◆ **Prompt 1**
In the research update below, rewrite the paragraph beginning "Welcome to Research Update, a new resource" as a short bulleted list that keeps its main facts.
◆ **Prompt 2**
Set down word for word everything in the research update below from "Welcome to our" down to "a particular topic.".

:: Quoted passage ::

Research Update

Research Update Issue 2


February 2017  

Welcome to our monthly research update
Welcome to Research Update, a new resource available to IACLE and BCLA members to support your teaching and practice. Each month we will send you a summary of some of the interesting findings appearing in peer-reviewed journals that month. Our aim is to help you keep up to date with the latest contact lens and anterior eye research, and to locate articles when you want to know more about a particular topic.
More information on Research Update and how to use it in your contact lens teaching here
Issue 2 – February 2017
In most countries around the world, hydrogels and silicone hydrogels account for an overwhelming majority of prescribed materials in contact lens practice. Yet we still have much to learn about their performance. In this issue, we take a look at some interesting new work in soft contact lenses.

:::
:: Data under study ::

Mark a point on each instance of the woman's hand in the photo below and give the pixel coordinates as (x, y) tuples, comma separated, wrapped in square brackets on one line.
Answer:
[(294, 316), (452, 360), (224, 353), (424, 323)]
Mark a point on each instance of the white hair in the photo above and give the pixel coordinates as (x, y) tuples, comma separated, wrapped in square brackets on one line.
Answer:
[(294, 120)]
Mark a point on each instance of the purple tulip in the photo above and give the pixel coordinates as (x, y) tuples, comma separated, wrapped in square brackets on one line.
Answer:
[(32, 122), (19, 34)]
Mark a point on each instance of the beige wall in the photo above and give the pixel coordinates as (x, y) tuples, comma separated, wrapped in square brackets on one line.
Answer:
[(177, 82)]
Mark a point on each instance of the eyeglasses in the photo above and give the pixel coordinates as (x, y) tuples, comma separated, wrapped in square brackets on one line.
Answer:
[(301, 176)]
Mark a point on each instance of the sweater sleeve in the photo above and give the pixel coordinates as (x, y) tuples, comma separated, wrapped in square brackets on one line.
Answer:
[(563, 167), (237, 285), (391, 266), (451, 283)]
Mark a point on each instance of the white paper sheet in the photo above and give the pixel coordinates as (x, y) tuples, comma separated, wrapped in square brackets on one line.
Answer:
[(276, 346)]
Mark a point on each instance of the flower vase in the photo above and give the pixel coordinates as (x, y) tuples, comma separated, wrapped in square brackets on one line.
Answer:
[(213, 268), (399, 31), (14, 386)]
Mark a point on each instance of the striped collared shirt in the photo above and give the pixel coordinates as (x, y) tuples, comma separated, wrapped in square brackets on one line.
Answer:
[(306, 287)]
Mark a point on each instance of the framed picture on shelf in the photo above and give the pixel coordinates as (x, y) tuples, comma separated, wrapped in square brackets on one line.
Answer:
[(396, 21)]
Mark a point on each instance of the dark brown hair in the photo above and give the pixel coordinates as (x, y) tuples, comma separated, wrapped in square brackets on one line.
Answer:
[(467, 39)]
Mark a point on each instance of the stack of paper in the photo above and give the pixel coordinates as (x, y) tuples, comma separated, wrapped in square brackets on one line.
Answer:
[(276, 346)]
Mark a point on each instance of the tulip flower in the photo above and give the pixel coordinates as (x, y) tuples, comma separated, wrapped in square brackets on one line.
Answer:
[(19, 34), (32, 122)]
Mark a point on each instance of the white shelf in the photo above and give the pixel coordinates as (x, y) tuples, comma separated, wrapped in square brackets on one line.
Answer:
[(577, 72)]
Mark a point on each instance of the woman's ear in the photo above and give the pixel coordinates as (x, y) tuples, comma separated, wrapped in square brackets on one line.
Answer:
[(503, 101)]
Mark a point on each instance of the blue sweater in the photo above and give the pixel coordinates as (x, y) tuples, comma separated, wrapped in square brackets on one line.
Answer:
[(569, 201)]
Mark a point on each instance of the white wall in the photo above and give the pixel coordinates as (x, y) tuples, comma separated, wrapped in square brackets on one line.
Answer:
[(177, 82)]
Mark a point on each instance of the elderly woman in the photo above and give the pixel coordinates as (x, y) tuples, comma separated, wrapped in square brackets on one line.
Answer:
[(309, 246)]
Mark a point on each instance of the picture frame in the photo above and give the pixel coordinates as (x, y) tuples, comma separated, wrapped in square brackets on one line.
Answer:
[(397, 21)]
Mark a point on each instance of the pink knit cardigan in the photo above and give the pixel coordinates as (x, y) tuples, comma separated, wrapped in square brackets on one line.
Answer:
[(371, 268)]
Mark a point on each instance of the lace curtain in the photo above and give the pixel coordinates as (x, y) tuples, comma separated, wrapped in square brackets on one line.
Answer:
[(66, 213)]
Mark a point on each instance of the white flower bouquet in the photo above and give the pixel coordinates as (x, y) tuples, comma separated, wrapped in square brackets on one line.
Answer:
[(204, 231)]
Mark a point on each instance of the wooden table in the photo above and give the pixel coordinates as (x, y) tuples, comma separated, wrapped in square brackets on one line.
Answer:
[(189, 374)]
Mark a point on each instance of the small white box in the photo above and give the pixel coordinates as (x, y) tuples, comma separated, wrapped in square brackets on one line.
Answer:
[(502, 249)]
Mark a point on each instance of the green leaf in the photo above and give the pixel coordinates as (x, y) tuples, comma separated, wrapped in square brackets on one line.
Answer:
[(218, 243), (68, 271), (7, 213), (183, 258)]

:::

◆ **Task output 1**
- Research Update is a new resource for IACLE and BCLA members that supports their teaching and practice.
- Each month it sends a summary of interesting findings from that month's peer-reviewed journals.
- It aims to help readers keep up to date with the latest contact lens and anterior eye research.
- It also helps readers find articles when they want to know more about a particular topic.

◆ **Task output 2**
Welcome to our monthly research update
Welcome to Research Update, a new resource available to IACLE and BCLA members to support your teaching and practice. Each month we will send you a summary of some of the interesting findings appearing in peer-reviewed journals that month. Our aim is to help you keep up to date with the latest contact lens and anterior eye research, and to locate articles when you want to know more about a particular topic.